▸ **REQUEST 1**:
According to the forum thread about the guitar return, on what date did the guitar arrive?

▸ **QUOTED PASSAGE**:
═══
I have my 7 string in standard B. Love the tension. And I dont feel anything wrong on the E string. If not my upcoming hype would be a 6 string to be kept at E standard. Lots of folks do that. I could have my 25.5" with 10's, or have my multiscale with 9's and better tension on the low strings

At the end of the day it might seem like a overkill, but everyone taste is different


----------



## diagrammatiks (Aug 20, 2018)

Ok sorry I haven't checked back into this thread.
Dealing with this shit killed my desire to play guitar for a few weeks.

Ok here's tl/dr 
1. Guitar gets returned for having the worst side dots I have ever seen in my life plus a number of other issues.
2. ormsby cs takes ages after you've given them your money
3. basically paid 350 dollars to test out a guitar and find out their quality control is a joke. 

long version. 

So I'm e-emailing them about the problems with this guitar and their responses are just slow. 4-5 days in between emails while I'm just sitting on this thing. 
They initially offer a neck swap which I'm cool with. But then I find out the guitar isn't even wired correctly. Nothing I can't fix. But between the dots, the wiring, and the finish flaws I figure I should get some discount. 

So I tell them about the wiring and they just say hey return. Shipping and insurance has to be at your expensive. Now, if I just didn't like the guitar that would be understandable. But there are things wrong with this one. So I email them back and ask for confirmation about the defects saying I would ship it back at my expensive but I wasn't happy about it.

Radio silence. 

Ok, I was originally going to ship it the next day but I couldn't find anyone on the mainland to ship it for less then 500 dollars. So I email them and say I need a bit of time to find a carrier and work everything out. 

Radio silence.

I finally get a chance to go to hong kong for a business trip and ship the guitar out on august 7th. Email them the tracking number

Radio silence. 

The guitar arrives on August 13th. Nothing from them. 

I send them an email on the 18th saying hey the guitar arrived. What's going on guys?
═══
▸ **INPUT ROWS**:

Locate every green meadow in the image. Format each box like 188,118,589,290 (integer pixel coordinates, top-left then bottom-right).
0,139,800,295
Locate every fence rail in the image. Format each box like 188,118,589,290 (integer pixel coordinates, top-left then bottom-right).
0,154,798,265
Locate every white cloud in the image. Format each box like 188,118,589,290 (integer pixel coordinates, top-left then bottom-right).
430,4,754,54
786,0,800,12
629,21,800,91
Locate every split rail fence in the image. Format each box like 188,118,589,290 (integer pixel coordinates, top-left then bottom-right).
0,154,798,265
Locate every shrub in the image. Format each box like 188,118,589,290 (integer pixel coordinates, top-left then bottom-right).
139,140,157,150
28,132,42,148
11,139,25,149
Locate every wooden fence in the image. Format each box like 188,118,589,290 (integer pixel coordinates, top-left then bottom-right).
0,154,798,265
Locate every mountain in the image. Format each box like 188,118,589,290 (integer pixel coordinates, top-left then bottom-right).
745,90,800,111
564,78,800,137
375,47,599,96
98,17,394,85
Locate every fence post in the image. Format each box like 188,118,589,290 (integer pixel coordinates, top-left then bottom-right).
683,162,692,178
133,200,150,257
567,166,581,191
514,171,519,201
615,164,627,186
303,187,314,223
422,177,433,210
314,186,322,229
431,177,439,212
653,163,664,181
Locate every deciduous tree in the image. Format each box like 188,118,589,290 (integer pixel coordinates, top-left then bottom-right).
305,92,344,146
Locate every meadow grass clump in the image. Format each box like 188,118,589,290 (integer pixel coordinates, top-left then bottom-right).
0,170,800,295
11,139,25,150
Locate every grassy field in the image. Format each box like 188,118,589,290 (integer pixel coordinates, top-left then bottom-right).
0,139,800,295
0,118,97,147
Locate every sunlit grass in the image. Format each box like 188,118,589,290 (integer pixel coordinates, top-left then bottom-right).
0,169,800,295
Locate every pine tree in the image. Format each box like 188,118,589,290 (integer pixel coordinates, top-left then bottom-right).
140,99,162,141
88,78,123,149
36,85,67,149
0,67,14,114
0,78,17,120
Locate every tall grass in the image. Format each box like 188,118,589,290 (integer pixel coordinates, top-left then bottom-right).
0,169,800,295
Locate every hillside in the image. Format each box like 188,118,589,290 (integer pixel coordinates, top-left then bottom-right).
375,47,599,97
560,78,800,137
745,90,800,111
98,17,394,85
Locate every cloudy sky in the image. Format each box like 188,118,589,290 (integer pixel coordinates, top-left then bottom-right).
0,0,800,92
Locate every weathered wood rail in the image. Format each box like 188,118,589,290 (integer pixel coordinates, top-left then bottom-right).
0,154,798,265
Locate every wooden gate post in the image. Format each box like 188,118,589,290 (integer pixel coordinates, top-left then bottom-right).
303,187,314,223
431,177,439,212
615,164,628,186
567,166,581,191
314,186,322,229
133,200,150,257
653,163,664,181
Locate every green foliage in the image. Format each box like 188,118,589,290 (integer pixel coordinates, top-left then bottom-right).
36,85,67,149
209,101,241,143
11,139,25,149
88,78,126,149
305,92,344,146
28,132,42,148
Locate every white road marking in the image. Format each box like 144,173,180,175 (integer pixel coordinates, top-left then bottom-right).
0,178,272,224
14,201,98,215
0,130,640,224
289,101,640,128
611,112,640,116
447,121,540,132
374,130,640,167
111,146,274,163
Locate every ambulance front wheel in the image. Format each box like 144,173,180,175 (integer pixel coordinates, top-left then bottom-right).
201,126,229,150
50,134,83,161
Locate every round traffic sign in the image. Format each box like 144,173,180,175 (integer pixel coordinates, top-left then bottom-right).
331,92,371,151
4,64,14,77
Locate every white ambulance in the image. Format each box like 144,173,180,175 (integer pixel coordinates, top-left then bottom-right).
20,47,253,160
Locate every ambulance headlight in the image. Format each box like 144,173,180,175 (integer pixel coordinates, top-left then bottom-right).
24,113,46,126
═══
▸ **REQUEST 2**:
Count the lines of the records that contain the word "tree". Give only the number.

▸ **EXERCISE OUTPUT 1**:
August 13th

▸ **EXERCISE OUTPUT 2**:
2